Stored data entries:
------------------------------------------------
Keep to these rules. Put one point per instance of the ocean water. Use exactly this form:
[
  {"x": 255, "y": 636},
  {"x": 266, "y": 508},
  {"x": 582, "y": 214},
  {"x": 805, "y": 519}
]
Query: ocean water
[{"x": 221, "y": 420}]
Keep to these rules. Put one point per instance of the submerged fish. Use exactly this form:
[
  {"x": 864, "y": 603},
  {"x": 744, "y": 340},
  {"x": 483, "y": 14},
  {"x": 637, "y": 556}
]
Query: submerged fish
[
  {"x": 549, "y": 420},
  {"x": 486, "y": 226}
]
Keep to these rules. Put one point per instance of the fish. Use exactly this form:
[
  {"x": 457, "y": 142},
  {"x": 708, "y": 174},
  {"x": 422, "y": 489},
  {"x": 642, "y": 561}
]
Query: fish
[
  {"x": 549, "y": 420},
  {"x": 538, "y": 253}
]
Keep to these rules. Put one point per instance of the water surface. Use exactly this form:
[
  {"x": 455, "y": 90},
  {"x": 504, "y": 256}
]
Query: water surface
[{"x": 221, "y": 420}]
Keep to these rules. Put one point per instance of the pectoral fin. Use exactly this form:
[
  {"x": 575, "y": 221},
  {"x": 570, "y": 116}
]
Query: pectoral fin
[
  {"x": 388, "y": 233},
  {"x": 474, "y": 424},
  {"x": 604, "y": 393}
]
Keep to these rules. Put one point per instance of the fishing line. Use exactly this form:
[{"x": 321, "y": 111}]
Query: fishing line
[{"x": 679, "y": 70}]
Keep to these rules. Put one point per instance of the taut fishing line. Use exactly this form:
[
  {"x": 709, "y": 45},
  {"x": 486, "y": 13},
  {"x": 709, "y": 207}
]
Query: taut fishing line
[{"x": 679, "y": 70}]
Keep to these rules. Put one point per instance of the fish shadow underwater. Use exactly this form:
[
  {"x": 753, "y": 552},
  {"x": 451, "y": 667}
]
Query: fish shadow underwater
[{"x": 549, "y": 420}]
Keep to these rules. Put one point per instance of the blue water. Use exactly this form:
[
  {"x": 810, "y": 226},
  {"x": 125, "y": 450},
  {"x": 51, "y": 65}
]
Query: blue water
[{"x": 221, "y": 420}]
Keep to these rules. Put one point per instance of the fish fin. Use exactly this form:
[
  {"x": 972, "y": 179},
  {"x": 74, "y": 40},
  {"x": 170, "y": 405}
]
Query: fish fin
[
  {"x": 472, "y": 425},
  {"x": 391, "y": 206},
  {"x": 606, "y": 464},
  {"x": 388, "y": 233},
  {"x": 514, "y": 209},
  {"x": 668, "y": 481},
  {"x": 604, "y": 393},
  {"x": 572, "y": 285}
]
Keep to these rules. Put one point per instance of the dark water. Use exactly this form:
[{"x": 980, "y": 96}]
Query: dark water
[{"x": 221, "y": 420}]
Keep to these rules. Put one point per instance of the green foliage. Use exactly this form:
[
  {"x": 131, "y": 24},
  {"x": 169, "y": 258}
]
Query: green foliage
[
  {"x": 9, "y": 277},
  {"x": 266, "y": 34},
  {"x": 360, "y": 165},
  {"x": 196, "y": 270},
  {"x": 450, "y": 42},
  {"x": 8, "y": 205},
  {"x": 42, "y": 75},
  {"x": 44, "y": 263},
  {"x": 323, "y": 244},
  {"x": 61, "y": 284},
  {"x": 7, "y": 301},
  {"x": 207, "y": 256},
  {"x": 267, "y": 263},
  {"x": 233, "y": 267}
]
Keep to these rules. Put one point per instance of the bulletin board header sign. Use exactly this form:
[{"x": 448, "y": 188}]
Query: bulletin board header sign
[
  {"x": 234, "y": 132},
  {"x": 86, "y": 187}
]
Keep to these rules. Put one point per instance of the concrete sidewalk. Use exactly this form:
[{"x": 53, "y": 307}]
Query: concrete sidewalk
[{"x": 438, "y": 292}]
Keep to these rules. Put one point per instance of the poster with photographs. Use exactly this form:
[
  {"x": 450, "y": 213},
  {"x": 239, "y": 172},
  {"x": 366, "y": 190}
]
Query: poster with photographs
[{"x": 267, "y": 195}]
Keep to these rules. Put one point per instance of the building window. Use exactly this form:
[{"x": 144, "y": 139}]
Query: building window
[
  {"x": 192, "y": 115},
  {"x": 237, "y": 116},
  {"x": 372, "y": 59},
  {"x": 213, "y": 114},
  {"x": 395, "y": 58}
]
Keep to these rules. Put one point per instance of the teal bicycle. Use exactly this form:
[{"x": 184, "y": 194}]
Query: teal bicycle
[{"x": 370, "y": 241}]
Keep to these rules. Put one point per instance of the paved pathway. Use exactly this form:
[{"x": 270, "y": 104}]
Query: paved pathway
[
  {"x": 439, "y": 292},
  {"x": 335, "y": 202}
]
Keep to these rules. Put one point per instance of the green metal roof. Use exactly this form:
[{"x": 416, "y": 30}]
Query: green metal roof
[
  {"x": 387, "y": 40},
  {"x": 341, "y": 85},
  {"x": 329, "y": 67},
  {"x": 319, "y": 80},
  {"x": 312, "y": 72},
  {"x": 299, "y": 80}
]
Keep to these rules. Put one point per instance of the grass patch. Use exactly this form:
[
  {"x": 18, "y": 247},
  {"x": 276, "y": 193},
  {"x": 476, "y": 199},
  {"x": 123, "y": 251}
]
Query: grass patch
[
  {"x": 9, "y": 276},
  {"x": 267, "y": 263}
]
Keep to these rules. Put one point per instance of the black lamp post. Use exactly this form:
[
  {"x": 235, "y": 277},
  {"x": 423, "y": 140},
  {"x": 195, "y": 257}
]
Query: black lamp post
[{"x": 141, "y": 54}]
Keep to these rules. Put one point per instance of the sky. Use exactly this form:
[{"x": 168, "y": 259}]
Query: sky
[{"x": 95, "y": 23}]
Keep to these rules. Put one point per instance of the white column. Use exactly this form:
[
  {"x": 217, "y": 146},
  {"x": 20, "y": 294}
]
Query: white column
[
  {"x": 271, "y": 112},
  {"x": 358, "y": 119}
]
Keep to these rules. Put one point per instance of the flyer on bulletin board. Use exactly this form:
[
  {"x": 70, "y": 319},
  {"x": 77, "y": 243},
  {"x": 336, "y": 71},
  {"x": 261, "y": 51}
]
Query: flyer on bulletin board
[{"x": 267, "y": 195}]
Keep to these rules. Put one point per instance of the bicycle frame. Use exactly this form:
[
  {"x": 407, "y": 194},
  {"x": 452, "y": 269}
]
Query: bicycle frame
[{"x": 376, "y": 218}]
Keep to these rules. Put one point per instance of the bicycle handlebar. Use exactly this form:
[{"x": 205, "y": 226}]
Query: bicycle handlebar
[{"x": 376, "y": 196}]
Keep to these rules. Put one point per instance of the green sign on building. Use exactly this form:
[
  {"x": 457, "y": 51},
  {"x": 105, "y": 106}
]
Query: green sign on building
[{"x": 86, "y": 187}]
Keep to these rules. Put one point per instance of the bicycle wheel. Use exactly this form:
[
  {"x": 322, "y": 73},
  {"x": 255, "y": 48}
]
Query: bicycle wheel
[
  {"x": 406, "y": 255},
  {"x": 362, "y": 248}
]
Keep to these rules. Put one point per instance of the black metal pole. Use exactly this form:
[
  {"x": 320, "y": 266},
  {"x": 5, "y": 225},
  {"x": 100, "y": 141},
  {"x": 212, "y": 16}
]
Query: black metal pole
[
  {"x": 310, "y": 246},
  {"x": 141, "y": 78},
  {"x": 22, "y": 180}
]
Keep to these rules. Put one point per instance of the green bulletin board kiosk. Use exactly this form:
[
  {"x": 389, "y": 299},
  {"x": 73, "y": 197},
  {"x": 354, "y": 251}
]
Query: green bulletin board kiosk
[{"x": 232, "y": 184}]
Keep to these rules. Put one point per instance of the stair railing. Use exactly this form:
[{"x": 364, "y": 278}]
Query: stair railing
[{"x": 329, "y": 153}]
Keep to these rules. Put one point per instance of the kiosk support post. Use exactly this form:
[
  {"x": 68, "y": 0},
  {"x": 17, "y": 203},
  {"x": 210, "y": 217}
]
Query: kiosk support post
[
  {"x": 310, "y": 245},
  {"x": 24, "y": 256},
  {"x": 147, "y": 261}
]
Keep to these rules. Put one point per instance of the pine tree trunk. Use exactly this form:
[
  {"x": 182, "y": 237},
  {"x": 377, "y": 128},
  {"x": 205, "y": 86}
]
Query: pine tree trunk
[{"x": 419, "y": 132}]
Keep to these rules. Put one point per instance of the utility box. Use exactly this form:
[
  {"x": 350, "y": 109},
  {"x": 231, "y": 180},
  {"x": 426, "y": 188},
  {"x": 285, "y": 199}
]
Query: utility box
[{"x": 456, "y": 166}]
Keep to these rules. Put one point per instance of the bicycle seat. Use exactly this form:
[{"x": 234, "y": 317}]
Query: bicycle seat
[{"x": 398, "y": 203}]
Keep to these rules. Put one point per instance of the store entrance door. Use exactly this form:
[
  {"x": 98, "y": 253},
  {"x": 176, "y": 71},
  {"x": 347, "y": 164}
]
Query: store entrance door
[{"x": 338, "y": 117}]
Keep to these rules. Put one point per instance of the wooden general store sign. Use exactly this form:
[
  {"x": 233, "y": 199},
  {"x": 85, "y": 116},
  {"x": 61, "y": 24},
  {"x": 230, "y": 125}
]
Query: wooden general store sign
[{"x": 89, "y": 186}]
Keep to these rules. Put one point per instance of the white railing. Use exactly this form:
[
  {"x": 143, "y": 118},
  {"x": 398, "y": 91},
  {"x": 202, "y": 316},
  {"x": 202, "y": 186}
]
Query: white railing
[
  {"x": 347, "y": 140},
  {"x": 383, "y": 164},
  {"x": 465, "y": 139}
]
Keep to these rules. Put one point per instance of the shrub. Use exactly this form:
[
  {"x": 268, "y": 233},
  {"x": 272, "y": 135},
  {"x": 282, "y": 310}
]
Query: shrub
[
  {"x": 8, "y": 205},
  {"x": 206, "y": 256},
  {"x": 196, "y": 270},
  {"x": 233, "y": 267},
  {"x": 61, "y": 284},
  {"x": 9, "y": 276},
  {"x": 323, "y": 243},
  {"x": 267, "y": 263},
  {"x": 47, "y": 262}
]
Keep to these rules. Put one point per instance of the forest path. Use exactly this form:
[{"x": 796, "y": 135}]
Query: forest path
------------------------------------------------
- Stated exercise
Emit verbatim the lines running from the one with "of the wooden" through the last line of the data, both endpoints inclusive.

- Response to this task
Keep to these rules. Put one point per instance of the wooden general store sign. Use exactly this form:
[
  {"x": 233, "y": 199},
  {"x": 85, "y": 116},
  {"x": 61, "y": 24},
  {"x": 230, "y": 125}
]
Query: wooden general store sign
[{"x": 89, "y": 186}]
Keep to these rules. Put one point per instance of the white railing. Use exactly this form:
[
  {"x": 143, "y": 118},
  {"x": 398, "y": 91},
  {"x": 202, "y": 316},
  {"x": 202, "y": 186}
]
Query: white railing
[
  {"x": 347, "y": 140},
  {"x": 383, "y": 164},
  {"x": 465, "y": 139}
]
Keep to these rules. Put one point per instance of the shrub. Use exactly this form:
[
  {"x": 268, "y": 233},
  {"x": 272, "y": 135},
  {"x": 282, "y": 310}
]
Query: shrub
[
  {"x": 8, "y": 205},
  {"x": 206, "y": 256},
  {"x": 196, "y": 270},
  {"x": 233, "y": 267},
  {"x": 61, "y": 284},
  {"x": 9, "y": 276},
  {"x": 323, "y": 243},
  {"x": 267, "y": 263},
  {"x": 47, "y": 262}
]
Keep to these rules. Put one point per instance of the forest path. Use exactly this form:
[{"x": 796, "y": 135}]
Query: forest path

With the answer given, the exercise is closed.